- Task description -
Pick out and copy every line of the records below that contains the word "goal". Treat uppercase and lowercase as different.

Data items:
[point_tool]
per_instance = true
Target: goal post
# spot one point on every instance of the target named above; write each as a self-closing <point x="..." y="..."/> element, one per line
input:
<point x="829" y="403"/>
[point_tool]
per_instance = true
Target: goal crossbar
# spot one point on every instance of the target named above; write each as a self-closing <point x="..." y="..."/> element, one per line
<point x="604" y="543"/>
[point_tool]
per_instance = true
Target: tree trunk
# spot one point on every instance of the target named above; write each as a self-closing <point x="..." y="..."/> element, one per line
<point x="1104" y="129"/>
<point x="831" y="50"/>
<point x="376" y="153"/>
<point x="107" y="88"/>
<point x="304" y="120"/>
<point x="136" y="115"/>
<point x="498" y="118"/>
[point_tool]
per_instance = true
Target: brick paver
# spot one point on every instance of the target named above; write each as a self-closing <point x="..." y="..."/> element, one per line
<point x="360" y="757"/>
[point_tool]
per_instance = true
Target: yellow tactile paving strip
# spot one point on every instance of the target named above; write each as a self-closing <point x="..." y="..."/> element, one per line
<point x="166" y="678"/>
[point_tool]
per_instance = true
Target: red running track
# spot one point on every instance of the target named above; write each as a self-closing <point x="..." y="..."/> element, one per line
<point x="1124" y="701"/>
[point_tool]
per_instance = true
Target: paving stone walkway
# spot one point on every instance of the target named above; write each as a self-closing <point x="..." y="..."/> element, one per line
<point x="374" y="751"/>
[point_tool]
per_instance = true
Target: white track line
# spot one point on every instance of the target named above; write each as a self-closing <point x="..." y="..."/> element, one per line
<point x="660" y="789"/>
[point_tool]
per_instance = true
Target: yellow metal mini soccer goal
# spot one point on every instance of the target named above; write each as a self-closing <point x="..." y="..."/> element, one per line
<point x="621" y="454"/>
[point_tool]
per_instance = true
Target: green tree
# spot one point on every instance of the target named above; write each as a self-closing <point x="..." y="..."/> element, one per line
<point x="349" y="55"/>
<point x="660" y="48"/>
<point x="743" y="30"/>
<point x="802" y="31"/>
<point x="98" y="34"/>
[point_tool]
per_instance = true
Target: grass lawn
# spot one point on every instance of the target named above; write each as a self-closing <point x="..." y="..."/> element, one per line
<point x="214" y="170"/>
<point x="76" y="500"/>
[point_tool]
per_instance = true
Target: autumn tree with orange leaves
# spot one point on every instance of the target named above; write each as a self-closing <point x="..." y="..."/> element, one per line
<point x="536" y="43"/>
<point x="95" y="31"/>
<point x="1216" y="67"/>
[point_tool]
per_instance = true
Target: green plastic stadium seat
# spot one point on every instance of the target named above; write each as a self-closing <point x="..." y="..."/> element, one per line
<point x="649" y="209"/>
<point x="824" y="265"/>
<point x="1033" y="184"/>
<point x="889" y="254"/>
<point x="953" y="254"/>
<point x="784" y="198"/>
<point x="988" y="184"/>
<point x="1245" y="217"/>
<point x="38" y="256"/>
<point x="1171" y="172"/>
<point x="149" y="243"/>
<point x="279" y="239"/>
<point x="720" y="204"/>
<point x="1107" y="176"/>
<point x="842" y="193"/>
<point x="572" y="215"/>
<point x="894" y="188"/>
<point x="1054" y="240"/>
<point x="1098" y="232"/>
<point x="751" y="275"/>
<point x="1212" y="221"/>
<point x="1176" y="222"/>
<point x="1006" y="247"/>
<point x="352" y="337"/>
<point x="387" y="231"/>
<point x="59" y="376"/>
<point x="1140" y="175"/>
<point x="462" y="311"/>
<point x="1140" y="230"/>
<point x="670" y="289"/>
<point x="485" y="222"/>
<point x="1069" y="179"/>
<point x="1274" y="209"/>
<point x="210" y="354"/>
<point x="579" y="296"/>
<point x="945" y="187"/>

- Full response -
Target: goal post
Target: goal crossbar
Target: yellow metal mini soccer goal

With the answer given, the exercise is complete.